_Written task:_
Replace every occurrence of "shelf-audit tool" with "inventory tracker" in the material below, and reproduce everything else without change.

-------- Data supplied --------

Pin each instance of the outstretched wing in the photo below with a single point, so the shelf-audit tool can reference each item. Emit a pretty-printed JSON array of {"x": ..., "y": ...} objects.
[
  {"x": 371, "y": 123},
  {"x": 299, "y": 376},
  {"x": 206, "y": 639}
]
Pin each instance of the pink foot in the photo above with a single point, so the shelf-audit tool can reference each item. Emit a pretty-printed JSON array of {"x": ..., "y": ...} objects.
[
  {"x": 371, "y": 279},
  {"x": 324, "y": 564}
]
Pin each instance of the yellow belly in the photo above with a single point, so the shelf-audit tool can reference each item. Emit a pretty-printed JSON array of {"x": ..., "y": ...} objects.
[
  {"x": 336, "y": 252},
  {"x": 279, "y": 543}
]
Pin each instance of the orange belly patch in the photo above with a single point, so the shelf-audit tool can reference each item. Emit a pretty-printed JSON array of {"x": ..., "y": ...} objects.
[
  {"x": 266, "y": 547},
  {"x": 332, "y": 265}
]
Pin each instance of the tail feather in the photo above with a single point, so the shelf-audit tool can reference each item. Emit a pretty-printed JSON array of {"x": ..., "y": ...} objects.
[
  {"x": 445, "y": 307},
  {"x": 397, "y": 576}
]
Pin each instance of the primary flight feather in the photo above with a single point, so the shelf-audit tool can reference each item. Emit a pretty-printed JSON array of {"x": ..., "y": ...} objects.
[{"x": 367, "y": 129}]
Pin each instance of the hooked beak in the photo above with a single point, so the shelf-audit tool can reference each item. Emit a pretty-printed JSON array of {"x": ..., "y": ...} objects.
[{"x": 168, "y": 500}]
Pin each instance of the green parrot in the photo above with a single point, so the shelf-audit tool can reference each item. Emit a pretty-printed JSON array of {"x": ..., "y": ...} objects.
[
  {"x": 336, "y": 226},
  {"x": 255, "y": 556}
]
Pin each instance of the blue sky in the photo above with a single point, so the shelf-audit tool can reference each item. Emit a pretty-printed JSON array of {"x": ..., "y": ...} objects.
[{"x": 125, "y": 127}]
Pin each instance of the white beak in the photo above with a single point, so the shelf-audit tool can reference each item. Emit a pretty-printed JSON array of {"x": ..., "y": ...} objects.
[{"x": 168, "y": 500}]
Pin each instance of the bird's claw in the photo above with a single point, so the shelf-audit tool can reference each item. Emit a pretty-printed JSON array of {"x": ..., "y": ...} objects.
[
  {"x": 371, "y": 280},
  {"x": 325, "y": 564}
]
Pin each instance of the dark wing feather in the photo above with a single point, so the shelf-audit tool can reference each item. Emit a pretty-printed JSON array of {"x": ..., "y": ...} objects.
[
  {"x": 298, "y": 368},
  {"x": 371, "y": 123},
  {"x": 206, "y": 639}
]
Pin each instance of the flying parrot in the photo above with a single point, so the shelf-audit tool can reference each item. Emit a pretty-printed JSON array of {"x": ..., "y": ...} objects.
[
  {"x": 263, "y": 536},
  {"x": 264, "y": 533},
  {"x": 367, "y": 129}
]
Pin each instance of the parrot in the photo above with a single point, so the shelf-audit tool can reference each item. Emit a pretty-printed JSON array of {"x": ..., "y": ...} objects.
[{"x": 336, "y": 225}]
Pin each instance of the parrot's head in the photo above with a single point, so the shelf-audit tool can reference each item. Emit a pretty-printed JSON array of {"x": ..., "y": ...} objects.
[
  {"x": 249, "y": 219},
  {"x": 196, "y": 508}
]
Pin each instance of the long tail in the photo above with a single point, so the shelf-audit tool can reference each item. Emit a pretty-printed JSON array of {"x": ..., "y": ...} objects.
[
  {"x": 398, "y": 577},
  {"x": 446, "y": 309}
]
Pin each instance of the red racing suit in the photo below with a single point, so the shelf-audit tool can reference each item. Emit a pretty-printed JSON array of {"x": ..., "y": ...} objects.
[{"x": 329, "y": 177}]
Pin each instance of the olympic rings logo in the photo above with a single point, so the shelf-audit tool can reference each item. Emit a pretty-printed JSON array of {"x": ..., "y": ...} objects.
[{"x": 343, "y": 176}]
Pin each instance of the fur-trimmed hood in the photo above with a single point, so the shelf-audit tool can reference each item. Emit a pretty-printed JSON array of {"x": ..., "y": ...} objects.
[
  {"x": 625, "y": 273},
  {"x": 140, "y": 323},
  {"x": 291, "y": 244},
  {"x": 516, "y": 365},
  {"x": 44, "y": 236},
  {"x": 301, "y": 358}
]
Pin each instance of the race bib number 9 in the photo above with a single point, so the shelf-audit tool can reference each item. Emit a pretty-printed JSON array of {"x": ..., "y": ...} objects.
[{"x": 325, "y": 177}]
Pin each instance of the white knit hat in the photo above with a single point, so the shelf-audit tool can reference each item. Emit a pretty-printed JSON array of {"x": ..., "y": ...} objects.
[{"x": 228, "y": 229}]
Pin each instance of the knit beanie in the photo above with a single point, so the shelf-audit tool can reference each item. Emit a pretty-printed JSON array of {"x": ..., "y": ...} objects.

--------

_Written answer:_
Pin each instance of the outstretched wing in the photo below with a single point, so the inventory tracker can reference each item. Emit a pretty-printed JSON array of {"x": ..., "y": ...} objects.
[
  {"x": 371, "y": 123},
  {"x": 299, "y": 376},
  {"x": 206, "y": 639}
]
Pin each instance of the pink foot in the photo above with a single point, so the inventory tracker can reference each item. Emit a pretty-printed JSON array of {"x": ..., "y": ...} objects.
[
  {"x": 371, "y": 279},
  {"x": 324, "y": 564}
]
Pin each instance of the yellow belly in the photo above with a single point, so the inventory tracker can reference each item. Emit a pretty-printed JSON array of {"x": ..., "y": ...} objects.
[
  {"x": 336, "y": 252},
  {"x": 279, "y": 543}
]
Pin each instance of the orange belly patch in the photo above with a single point, so the inventory tracker can reference each item. Emit a pretty-printed JSON array of {"x": ..., "y": ...} objects.
[
  {"x": 266, "y": 547},
  {"x": 332, "y": 265}
]
Pin each instance of the tail feather in the photo above with a single point, so the inventory tracker can reference each item. Emit a pretty-printed JSON array of {"x": ..., "y": ...} objects.
[
  {"x": 445, "y": 307},
  {"x": 397, "y": 576}
]
Pin each instance of the primary flight feather in the photo above with a single point, so the inventory tracker can reference each item. Emit a pretty-printed JSON array of {"x": ..., "y": ...} objects.
[{"x": 367, "y": 129}]
Pin each instance of the hooked beak in the photo above with a single point, so the inventory tracker can reference each item. Emit a pretty-printed JSON array of {"x": ..., "y": ...} objects.
[{"x": 168, "y": 500}]
Pin each instance of the green parrot in the photo above with a single point, so the inventory tracker can reference each item. Emit a pretty-printed JSON array of {"x": ..., "y": ...} objects.
[
  {"x": 336, "y": 226},
  {"x": 255, "y": 556}
]
Pin each instance of the blue sky in the photo above with a single point, so the inventory tracker can reference each item. Emit a pretty-printed JSON array of {"x": ..., "y": ...} objects.
[{"x": 125, "y": 127}]
Pin each instance of the white beak in the photo above with a single point, so the inventory tracker can reference each item. Emit a pretty-printed JSON array of {"x": ..., "y": ...} objects.
[{"x": 168, "y": 500}]
Pin each instance of the bird's claw in the photo above with a single point, so the inventory tracker can reference each item. Emit a pretty-printed JSON array of {"x": ..., "y": ...} objects.
[
  {"x": 371, "y": 280},
  {"x": 325, "y": 564}
]
Pin each instance of the dark wing feather in the photo above with a single point, so the inventory tracker can reference each item. Emit a pretty-printed JSON array of {"x": ..., "y": ...} objects.
[
  {"x": 298, "y": 368},
  {"x": 371, "y": 123},
  {"x": 206, "y": 639}
]
Pin each instance of the flying parrot in the photo above with a single point, so the inventory tracker can reference each item. Emit a pretty-printed JSON array of {"x": ..., "y": ...} objects.
[
  {"x": 263, "y": 536},
  {"x": 264, "y": 533},
  {"x": 367, "y": 129}
]
Pin each instance of the parrot in the photo above with a single point, so the inventory tracker can reference each item. Emit a pretty-printed JSON array of {"x": ..., "y": ...} objects.
[{"x": 336, "y": 225}]
Pin each instance of the parrot's head in the photo above with a single point, so the inventory tracker can reference each item. Emit a pretty-printed JSON array of {"x": ..., "y": ...} objects.
[
  {"x": 249, "y": 219},
  {"x": 196, "y": 508}
]
Pin each instance of the long tail in the photo above with a single point, so the inventory tracker can reference each item. Emit a pretty-printed JSON array of {"x": ..., "y": ...} objects.
[
  {"x": 398, "y": 577},
  {"x": 446, "y": 309}
]
Pin each instance of the red racing suit in the photo below with a single point, so the inventory tracker can reference each item. Emit a pretty-printed JSON array of {"x": ..., "y": ...} objects.
[{"x": 329, "y": 177}]
Pin each instance of the olympic rings logo in the photo above with a single point, so the inventory tracker can reference each item. Emit a pretty-printed JSON array of {"x": ..., "y": ...} objects.
[{"x": 343, "y": 176}]
Pin each instance of the fur-trimmed hood in the photo above with a single point, so the inventory tracker can reference each item. Emit a pretty-printed JSON array of {"x": ..., "y": ...} objects.
[
  {"x": 625, "y": 273},
  {"x": 140, "y": 323},
  {"x": 291, "y": 244},
  {"x": 516, "y": 365},
  {"x": 44, "y": 236},
  {"x": 301, "y": 358}
]
Pin each instance of the race bib number 9 in the photo above with a single point, so the inventory tracker can reference each item. Emit a pretty-printed JSON array of {"x": ..., "y": ...} objects.
[{"x": 325, "y": 177}]
Pin each instance of the white knit hat in the photo above with a single point, so the inventory tracker can reference each item. Emit a pretty-printed JSON array of {"x": ..., "y": ...} objects.
[{"x": 228, "y": 229}]
Pin each instance of the knit beanie in the photo above with a single point, so the inventory tracker can reference each item. Emit a pretty-printed JSON array of {"x": ..., "y": ...} objects.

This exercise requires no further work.